> _Set exercise_
Make an exact copy of the listing below.

> _Records for the exercise_
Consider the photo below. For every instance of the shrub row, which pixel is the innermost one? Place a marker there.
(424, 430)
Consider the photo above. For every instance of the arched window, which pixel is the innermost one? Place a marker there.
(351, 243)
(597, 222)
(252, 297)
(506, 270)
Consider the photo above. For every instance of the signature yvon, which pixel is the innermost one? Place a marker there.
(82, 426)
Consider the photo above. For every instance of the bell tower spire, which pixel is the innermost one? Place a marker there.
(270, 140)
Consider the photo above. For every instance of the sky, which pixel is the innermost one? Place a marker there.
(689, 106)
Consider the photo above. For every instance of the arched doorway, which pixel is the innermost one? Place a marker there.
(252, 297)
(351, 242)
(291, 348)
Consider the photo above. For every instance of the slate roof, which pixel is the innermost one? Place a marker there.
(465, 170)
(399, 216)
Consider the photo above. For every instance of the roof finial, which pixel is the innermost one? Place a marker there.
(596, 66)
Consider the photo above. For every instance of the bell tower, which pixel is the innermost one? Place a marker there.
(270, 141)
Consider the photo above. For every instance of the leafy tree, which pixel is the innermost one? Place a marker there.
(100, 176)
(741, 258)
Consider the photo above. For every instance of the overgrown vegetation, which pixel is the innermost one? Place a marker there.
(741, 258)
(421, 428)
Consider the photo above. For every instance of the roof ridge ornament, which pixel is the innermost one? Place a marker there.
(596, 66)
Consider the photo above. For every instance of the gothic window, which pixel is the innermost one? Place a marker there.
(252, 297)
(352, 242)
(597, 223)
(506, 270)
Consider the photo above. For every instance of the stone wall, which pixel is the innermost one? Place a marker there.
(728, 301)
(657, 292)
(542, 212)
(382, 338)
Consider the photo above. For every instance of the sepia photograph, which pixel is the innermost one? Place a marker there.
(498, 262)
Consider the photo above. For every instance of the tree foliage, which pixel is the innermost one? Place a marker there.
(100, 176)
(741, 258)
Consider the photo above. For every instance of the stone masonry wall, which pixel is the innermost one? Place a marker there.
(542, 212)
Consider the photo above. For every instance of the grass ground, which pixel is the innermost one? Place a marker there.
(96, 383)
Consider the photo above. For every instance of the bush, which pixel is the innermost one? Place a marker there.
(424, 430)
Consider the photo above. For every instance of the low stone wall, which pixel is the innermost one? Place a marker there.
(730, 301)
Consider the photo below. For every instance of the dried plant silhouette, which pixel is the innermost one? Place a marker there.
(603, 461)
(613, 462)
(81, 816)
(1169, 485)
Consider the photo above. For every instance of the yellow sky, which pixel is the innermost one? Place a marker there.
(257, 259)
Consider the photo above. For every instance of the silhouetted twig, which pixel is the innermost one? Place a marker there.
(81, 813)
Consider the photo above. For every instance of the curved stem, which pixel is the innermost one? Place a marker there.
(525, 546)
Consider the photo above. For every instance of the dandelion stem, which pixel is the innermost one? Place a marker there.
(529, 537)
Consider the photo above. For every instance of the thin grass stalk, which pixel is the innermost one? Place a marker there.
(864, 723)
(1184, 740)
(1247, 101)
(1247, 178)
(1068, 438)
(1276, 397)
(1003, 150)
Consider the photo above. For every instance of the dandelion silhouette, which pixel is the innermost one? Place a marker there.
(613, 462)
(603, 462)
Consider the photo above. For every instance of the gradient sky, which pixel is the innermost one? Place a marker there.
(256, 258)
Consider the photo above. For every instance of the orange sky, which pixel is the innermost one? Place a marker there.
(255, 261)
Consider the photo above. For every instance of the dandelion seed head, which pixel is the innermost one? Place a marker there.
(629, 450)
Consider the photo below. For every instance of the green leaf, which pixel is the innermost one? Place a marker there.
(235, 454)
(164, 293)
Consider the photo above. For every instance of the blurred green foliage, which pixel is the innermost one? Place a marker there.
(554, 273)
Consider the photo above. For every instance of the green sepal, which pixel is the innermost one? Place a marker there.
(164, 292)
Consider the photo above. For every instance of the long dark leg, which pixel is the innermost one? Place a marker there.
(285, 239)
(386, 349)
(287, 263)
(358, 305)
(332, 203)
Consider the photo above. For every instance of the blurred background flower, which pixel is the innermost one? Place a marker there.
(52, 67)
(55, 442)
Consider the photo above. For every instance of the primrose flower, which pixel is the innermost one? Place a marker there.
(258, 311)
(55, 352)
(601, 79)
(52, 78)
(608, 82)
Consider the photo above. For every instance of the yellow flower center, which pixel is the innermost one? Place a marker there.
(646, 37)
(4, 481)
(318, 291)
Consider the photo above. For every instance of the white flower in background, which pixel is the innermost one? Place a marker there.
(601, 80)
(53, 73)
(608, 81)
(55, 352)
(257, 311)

> _Result of the exercise_
Consider the photo below. For every instance of the shrub row, which pixel is the innermost one? Place a marker there.
(424, 430)
Consider the photo above. For every instance of the arched window, which pixel is the innermost one? Place a marker there.
(351, 243)
(597, 222)
(252, 297)
(506, 270)
Consider the photo above. For every instance of the signature yvon, which pixel is the innermost one? Place a marker there.
(82, 426)
Consider the photo above. For every instance of the bell tower spire, which pixel is the innermost one? Place a marker there.
(270, 140)
Consider the photo above. For every instance of the sky, which pixel is the innermost one? Place a marker there.
(689, 106)
Consider the photo above. For every instance of the arched doorway, which pixel is the innermost one? Place a marker there.
(252, 297)
(351, 242)
(291, 348)
Consider the photo above. For every instance of the slate roof, which pixel is the innermost one? Place a marker there.
(465, 170)
(399, 216)
Consider the photo above. For every instance of the roof finial, which pixel is the innermost one? Place a marker there.
(596, 66)
Consider the photo above. For every instance of the bell tower, which pixel is the innermost one? Place a marker there.
(270, 141)
Consider the photo above. For every instance of the leafy tree, which pixel is the innermost one? Place a marker there.
(100, 176)
(741, 258)
Consider the photo above. For every instance of the overgrown vegetation, which pixel is the innermost one? Place a marker there.
(741, 258)
(421, 428)
Consider the photo above. For every instance of the roof ridge ornament, which pixel is the innermost one? Place a marker there.
(596, 66)
Consider the photo above. For every instance of the gothic window, which pixel is the innermost one? Place a marker there.
(252, 297)
(352, 242)
(597, 223)
(506, 270)
Consider the photo above. For every instance of the stone wall, which pixel is the innermost one? Place a marker there.
(728, 301)
(657, 292)
(542, 212)
(382, 338)
Consider the photo above. For every instance of the sepia photograph, which pixel is the innermost one? Place a marker there.
(498, 262)
Consider the photo above. For every instance of the tree foliage, which pixel is the innermost one? Place a marker there.
(100, 176)
(741, 258)
Consider the photo above. For every instance of the stone masonry wall, which pixel is the innermost one? Place a marker there.
(542, 212)
Consider the photo above. For every instance of the grass ground, which pixel is the innermost one? Place a marker there.
(96, 383)
Consider the photo above. For every instance of the bush, which pixel is the innermost one? Place a marker there.
(424, 430)
Consider the photo above. For every instance of the low stone wall, which pixel is the innermost one? Place a marker there.
(730, 301)
Consider the photo below. For every instance of the dried plant silhouette, which pixel is the innermost one? Place a marker there.
(603, 461)
(613, 462)
(81, 816)
(1169, 485)
Consider the photo above. For every instance of the yellow sky, which pixel is the innermost one? Place a marker there.
(257, 259)
Consider the photo above. For every instance of the silhouetted twig, which pixel is the innermost one? Place a marker there.
(81, 813)
Consider the photo above. For every instance of the curved stem, which pixel is the innermost one? Place a marker there.
(525, 546)
Consider the photo above. For every instance of the dandelion stem, which pixel is the innermost one? Place a marker there.
(529, 537)
Consider the photo above. For every instance of the thin grass stalk, which pixel is the innermost one? Place a marker there.
(864, 723)
(1184, 740)
(1247, 101)
(1247, 178)
(1068, 438)
(1276, 397)
(1003, 150)
Consider the photo above. For every instance of the dandelion silhouette, which pixel is the innermost one? Place a marker there.
(613, 462)
(603, 462)
Consider the photo above. For every instance of the gradient sky, which pixel is the innermost one? Place a marker there.
(256, 258)
Consider the photo above. For every instance of the orange sky, which pixel is the innermost one? Place a marker there.
(255, 261)
Consider the photo above. For every instance of the dandelion seed head, which pixel is the innermost one? Place a marker there.
(629, 450)
Consider the photo below. For every instance of the green leaf, which pixel is the innermost one? Place a marker there.
(235, 454)
(164, 293)
Consider the photo above. For every instance of the blurred green foliage, which pixel is the innermost one? Place a marker there.
(554, 273)
Consider the photo above. For every instance of the green sepal, which pixel is the innermost one? Place a marker there.
(164, 292)
Consider the photo above. For every instance of the long dark leg, which pixel is the innermost one? Place a marker there.
(285, 239)
(386, 349)
(287, 263)
(358, 305)
(332, 203)
Consider the photo above. For every instance of the blurred background flower, which pixel is the innermost one? Place a marker there.
(52, 67)
(55, 442)
Consider the photo above. For every instance of the primrose flower, which pixel is the innermost one? Place a marker there.
(258, 311)
(55, 352)
(601, 79)
(52, 78)
(608, 82)
Consider the photo above. For every instance of the yellow flower center, which pixel is the innermost one? Place a marker there.
(646, 37)
(4, 481)
(318, 291)
Consider the photo above. For every instance of the white flower in background, which pixel is the innermost one? Place a marker there.
(601, 80)
(53, 73)
(608, 81)
(55, 352)
(257, 311)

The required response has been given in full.